The exercise
Rewrite all of the material below, replacing "bounding box" with "box coordinates" wherever it appears and changing nothing else. Leave the pictures out of your answer.

══════════

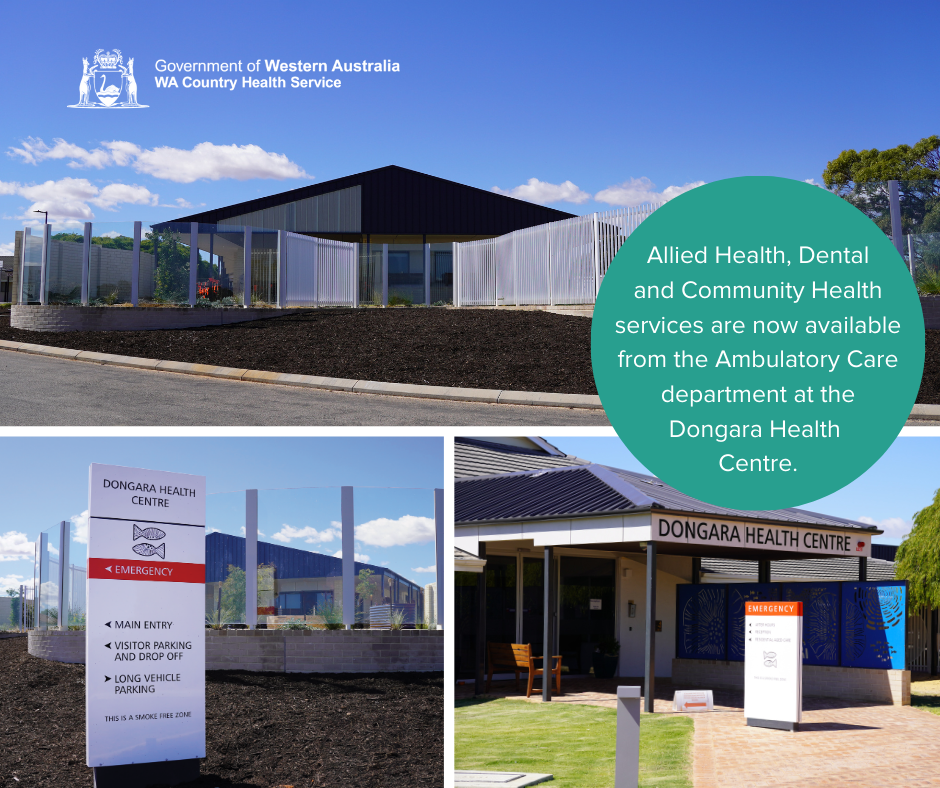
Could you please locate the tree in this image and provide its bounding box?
[822,135,940,235]
[894,490,940,610]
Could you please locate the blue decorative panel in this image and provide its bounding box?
[841,581,907,670]
[728,583,780,662]
[780,583,842,667]
[676,585,727,659]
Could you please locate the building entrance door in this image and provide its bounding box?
[558,556,616,674]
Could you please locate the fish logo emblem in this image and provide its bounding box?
[134,542,166,559]
[134,523,166,542]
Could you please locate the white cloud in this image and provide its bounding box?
[0,575,33,592]
[7,137,114,170]
[0,531,36,561]
[0,178,160,220]
[69,509,88,544]
[271,522,343,544]
[91,183,160,211]
[133,142,310,183]
[858,517,914,539]
[333,550,370,566]
[594,177,705,207]
[356,514,434,547]
[7,137,310,183]
[492,178,591,205]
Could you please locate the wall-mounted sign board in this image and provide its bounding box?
[85,464,206,772]
[744,602,803,731]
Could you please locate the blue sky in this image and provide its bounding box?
[0,437,444,592]
[0,0,938,254]
[545,436,940,544]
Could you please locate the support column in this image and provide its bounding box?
[340,487,356,629]
[189,222,199,306]
[131,222,141,306]
[434,490,444,629]
[591,213,601,301]
[82,222,91,306]
[39,224,52,304]
[57,520,71,630]
[18,227,32,304]
[242,227,251,309]
[473,542,486,695]
[927,609,940,676]
[245,490,258,629]
[382,244,388,306]
[424,244,431,306]
[643,542,656,714]
[542,547,555,703]
[888,181,904,258]
[277,230,287,309]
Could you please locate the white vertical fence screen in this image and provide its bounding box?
[282,233,359,306]
[454,203,661,306]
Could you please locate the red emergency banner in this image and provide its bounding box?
[88,558,206,583]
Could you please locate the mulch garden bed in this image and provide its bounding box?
[0,638,444,788]
[0,308,597,394]
[917,331,940,405]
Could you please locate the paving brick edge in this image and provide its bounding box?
[0,339,604,410]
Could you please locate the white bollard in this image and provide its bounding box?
[614,687,640,788]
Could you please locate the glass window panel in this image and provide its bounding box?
[206,491,245,627]
[354,487,437,628]
[258,487,343,628]
[388,244,424,306]
[45,225,85,304]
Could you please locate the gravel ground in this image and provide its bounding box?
[0,309,597,394]
[0,638,444,788]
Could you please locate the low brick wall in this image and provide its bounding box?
[920,296,940,331]
[672,659,911,706]
[28,629,444,673]
[10,304,303,331]
[206,629,444,673]
[26,629,85,664]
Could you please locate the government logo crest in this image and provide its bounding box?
[69,49,147,109]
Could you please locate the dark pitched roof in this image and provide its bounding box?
[454,438,878,531]
[702,558,895,583]
[454,438,590,478]
[161,164,574,235]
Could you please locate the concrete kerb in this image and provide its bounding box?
[911,405,940,421]
[0,340,604,410]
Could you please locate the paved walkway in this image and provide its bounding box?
[457,677,940,788]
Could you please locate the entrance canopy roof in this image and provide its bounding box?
[454,457,882,560]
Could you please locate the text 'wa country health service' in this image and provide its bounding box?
[154,58,401,92]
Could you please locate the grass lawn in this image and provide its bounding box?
[911,679,940,715]
[454,699,693,788]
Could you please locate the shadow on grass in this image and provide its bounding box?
[454,697,505,709]
[911,694,940,714]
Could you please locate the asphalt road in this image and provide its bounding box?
[0,350,610,427]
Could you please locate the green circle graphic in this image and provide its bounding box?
[591,177,924,509]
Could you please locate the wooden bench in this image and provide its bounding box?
[486,643,561,698]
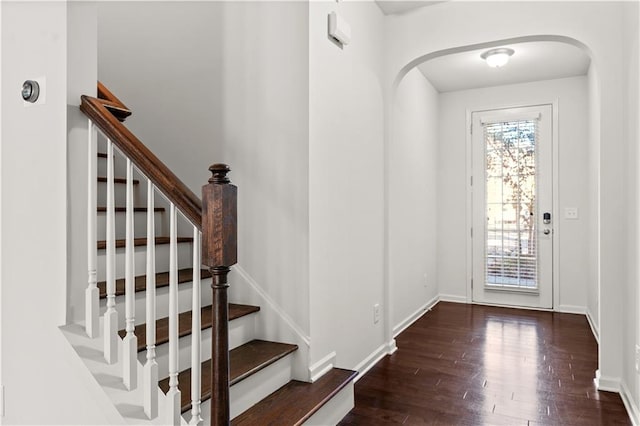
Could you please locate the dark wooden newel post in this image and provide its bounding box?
[202,164,238,426]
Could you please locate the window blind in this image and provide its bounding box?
[483,118,538,290]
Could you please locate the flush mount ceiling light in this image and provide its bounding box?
[480,47,515,68]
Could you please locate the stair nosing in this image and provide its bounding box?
[96,268,211,299]
[97,237,193,250]
[118,303,260,353]
[231,368,358,426]
[97,206,166,213]
[98,176,140,185]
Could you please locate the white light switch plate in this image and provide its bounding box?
[564,207,578,220]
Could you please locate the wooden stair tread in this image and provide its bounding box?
[98,176,140,185]
[159,340,298,413]
[231,368,358,426]
[98,237,193,250]
[98,268,211,299]
[97,206,165,213]
[118,303,260,352]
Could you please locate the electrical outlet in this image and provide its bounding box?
[564,207,578,220]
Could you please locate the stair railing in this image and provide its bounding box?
[80,83,237,425]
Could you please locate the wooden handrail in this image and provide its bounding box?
[98,82,131,121]
[80,92,202,230]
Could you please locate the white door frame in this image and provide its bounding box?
[465,98,561,311]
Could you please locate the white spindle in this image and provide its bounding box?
[189,226,202,425]
[104,139,118,364]
[84,120,100,338]
[144,180,158,419]
[122,158,138,390]
[167,203,181,425]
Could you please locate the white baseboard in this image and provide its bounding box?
[353,340,395,383]
[593,370,620,393]
[387,339,398,355]
[393,295,438,337]
[309,352,336,383]
[438,293,468,304]
[586,309,600,345]
[303,382,355,426]
[620,382,640,426]
[554,305,587,315]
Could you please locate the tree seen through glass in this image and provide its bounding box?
[484,120,538,289]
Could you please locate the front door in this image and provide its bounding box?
[471,105,555,308]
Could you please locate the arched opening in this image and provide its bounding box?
[385,35,600,362]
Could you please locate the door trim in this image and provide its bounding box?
[465,98,562,311]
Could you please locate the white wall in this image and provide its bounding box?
[387,68,440,335]
[385,2,633,389]
[309,1,389,368]
[0,2,104,425]
[623,2,640,412]
[587,63,600,336]
[437,76,592,312]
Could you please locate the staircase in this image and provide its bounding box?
[63,84,356,425]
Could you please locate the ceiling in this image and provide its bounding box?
[418,41,591,93]
[376,0,446,15]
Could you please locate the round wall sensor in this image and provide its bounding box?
[22,80,40,103]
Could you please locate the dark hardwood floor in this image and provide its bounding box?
[340,302,631,426]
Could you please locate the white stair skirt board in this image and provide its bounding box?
[303,381,355,426]
[309,352,336,383]
[96,209,163,240]
[200,354,294,425]
[96,241,193,281]
[620,382,640,426]
[151,313,256,380]
[61,318,187,425]
[100,278,213,330]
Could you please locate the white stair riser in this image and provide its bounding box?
[100,278,212,329]
[199,354,293,425]
[96,211,163,240]
[303,381,355,426]
[146,314,255,379]
[97,242,193,281]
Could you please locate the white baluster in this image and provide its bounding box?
[104,139,118,364]
[167,203,181,425]
[189,230,202,425]
[84,120,100,338]
[144,180,158,419]
[122,158,138,390]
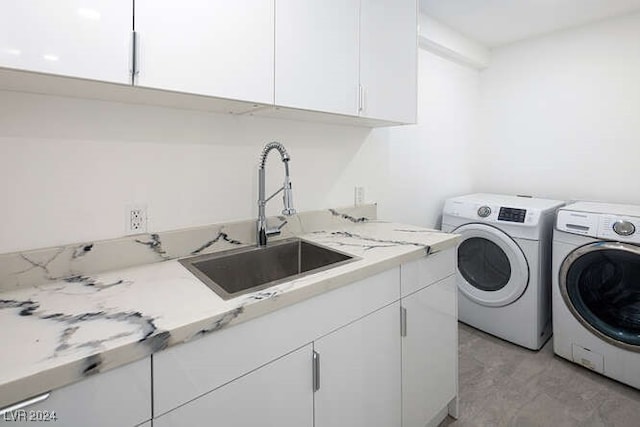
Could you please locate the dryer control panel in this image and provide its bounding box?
[444,200,541,227]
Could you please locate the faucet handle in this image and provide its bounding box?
[265,220,288,236]
[282,178,296,216]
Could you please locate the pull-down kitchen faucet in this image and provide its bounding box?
[256,141,296,247]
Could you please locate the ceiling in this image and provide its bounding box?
[419,0,640,47]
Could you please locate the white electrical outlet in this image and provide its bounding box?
[353,186,364,206]
[125,205,147,234]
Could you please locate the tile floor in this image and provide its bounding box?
[440,323,640,427]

══════════

Finished exercise
Could you please locate the tree in this image and provide its box coordinates?
[822,135,940,235]
[894,490,940,610]
Could you please locate the blue decorative panel in this image and provide its box coordinates?
[841,581,907,670]
[728,583,780,662]
[780,583,842,667]
[676,585,727,659]
Could you please locate the building entrance door in this image and provide its box coordinates?
[558,556,616,674]
Could you please locate the fish logo emblem in this image and provide its box coordinates?
[134,542,166,559]
[134,523,166,542]
Could you please locate the white cloud in this image and provide its box coordinates?
[0,575,33,592]
[7,137,114,170]
[0,531,36,561]
[0,178,160,220]
[69,509,88,544]
[271,522,343,544]
[91,183,160,211]
[133,142,310,183]
[858,517,914,539]
[333,550,370,566]
[594,177,705,207]
[356,514,434,547]
[7,137,310,183]
[492,178,591,205]
Could you please locate the wall-mounted sign board in this image and provide its box coordinates?
[85,464,206,772]
[744,602,803,731]
Could you please locate the blue sky in this image and provide its box coordinates?
[0,437,444,592]
[0,0,938,254]
[545,436,940,544]
Could you please locate the support column in this image and provide its box coordinates?
[340,487,356,629]
[189,222,199,306]
[131,222,141,306]
[434,490,444,629]
[591,213,601,301]
[82,222,91,306]
[39,224,52,304]
[57,520,71,630]
[18,227,32,304]
[242,227,251,309]
[473,542,486,695]
[927,609,940,676]
[245,490,258,629]
[382,244,388,306]
[424,244,431,306]
[643,542,656,714]
[542,547,555,703]
[888,181,904,258]
[277,230,287,309]
Could you please locate the white vertical fence screen in this image and provide its box coordinates?
[282,233,359,306]
[454,203,661,306]
Could you please locate the red emergency banner in this image and provide its box coordinates?
[88,558,206,583]
Could you please locate the mulch garden bed in this image and provide its box coordinates?
[0,638,444,788]
[0,308,597,394]
[917,331,940,405]
Could you please locate the paving brick edge in this image and provide its box coordinates?
[0,339,604,410]
Could you please locate the white bollard in this image and provide its box coordinates?
[614,687,640,788]
Could you please locate the glass window panel in this image and provide its box coordinates?
[206,491,245,627]
[354,487,437,628]
[258,487,343,628]
[388,244,424,306]
[45,225,85,304]
Could you please locate the gravel ground in this image and provide its box coordinates?
[0,309,597,394]
[0,638,444,788]
Could you please locate the low brick wall in this image and provide its box coordinates?
[920,296,940,331]
[672,659,911,706]
[28,629,444,673]
[10,304,303,331]
[206,629,444,673]
[26,629,85,664]
Could you please locate the government logo crest in this image and provide its box coordinates?
[69,49,147,109]
Could you please locate the dark pitched roof in this image and provide its box coordinates?
[454,438,878,531]
[702,558,895,583]
[454,438,590,478]
[161,164,574,235]
Could you please locate the concrete kerb in this image and provide its box coordinates?
[911,405,940,421]
[0,340,604,410]
Could you please locate the paved walkway in this image and provide its box coordinates?
[457,677,940,788]
Could you please locate the entrance canopy roof in this image and provide its box coordinates?
[454,457,882,560]
Could you please locate the text 'wa country health service' in this image and provide its box coordinates?
[154,58,401,92]
Could you please locate the grass lawn in this image and provide its box coordinates?
[911,679,940,715]
[454,699,693,788]
Could you please locate the shadow on grass in this image and provide its box coordinates?
[454,697,505,709]
[911,694,940,714]
Could you please locate the asphalt road in this image and provide its box coordinates?
[0,350,610,427]
Could you please locate the green circle graphic in this image and provide its box coordinates?
[591,177,924,509]
Could you please locate the wooden bench in this image and provide its box coordinates?
[486,643,561,698]
Could you please locate the dark wooden newel post in this image and provide its box coordinates?
[202,164,238,426]
Could you please locate the window blind in this image and provide its box coordinates?
[483,118,538,290]
Could you please locate the flush mount ceiling light in this image and provide its box coordinates?
[480,47,515,68]
Could you please locate the stair nosing in this image and provide its box coordinates?
[96,268,211,299]
[97,237,193,250]
[118,303,260,353]
[231,368,358,426]
[97,206,166,213]
[98,176,140,185]
Could you please locate the white light switch plate in this image and provide its box coordinates?
[564,207,578,220]
Could you please locate the wooden stair tread in this image and provide its box coordinates?
[98,176,140,185]
[159,340,298,413]
[231,368,358,426]
[98,237,193,250]
[98,268,211,299]
[97,206,165,213]
[118,303,260,352]
Could you please locate the electrical outlet in this image and provide its box coordinates?
[564,207,578,220]
Could you please locate the stair railing in this image and provide its box coordinates?
[80,83,237,425]
Could you please locate the wooden handrail in this image and provide its box coordinates?
[98,82,131,121]
[80,92,202,230]
Could you please locate the white door frame in this image and provide its box coordinates?
[465,98,561,311]
Could you please locate the white spindle in this image and provide its box coordinates?
[189,226,202,425]
[104,139,118,364]
[84,120,100,338]
[144,180,158,419]
[122,158,138,390]
[167,203,181,425]
Could you please locate the white baseboard in this image and provide its box coordinates?
[353,340,395,383]
[593,370,620,393]
[387,339,398,355]
[393,295,438,337]
[309,352,336,383]
[438,293,468,304]
[586,309,600,345]
[303,382,355,426]
[620,382,640,426]
[554,305,587,315]
Could you please locate the tree seen through glass in this image and provide its box coordinates?
[484,120,538,289]
Could you please locate the front door in this image and provide its box coordinates?
[471,105,555,308]
Could you please locate the arched opening in this image and provide its box coordinates?
[385,35,600,362]
Could you please locate the door trim in this image and provide its box coordinates?
[465,98,562,311]
Could you please locate the white wall in this image and provide its box coordinates?
[387,68,440,335]
[385,2,633,389]
[309,1,389,368]
[0,2,104,425]
[623,2,640,412]
[587,63,600,336]
[437,76,592,312]
Could you please locate the staircase in this image and provide its box coordinates?
[63,84,356,425]
Could you please locate the ceiling in this image and provide its box coordinates?
[418,41,591,93]
[376,0,446,15]
Could you please locate the round wall sensor in this image and provide its box coordinates?
[22,80,40,103]
Could you please locate the dark hardwood floor in this image and provide its box coordinates?
[340,302,631,426]
Could you please locate the white stair skirt board in this image and provide its box coordinates?
[303,381,355,426]
[309,352,336,383]
[96,209,163,240]
[200,354,294,425]
[96,241,193,281]
[620,382,640,426]
[151,313,256,380]
[61,318,187,425]
[100,278,213,330]
Could you please locate the white stair riser in this image and provide its box coordinates?
[100,278,212,329]
[199,354,293,425]
[96,211,163,240]
[303,381,355,426]
[146,314,255,379]
[97,242,193,281]
Could you please locate the white baluster in this image and provide its box coordinates?
[104,139,118,364]
[167,203,181,425]
[189,230,202,425]
[84,120,100,338]
[144,180,158,419]
[122,158,138,390]
Could you please locate the dryer control panel in this image and provide its box coordinates?
[444,200,541,227]
Could you please locate the faucet handle in this image and provide its box coordinates?
[265,220,288,236]
[282,178,296,216]
Could you please locate the pull-down kitchen faucet in this image and provide its box coordinates?
[256,141,296,247]
Could you please locate the ceiling in this image and provide its box coordinates?
[419,0,640,47]
Could you please locate the white electrical outlet in this image and provide its box coordinates?
[353,186,364,206]
[125,205,147,234]
Could you please locate the tile floor in this image and provide its box coordinates?
[440,323,640,427]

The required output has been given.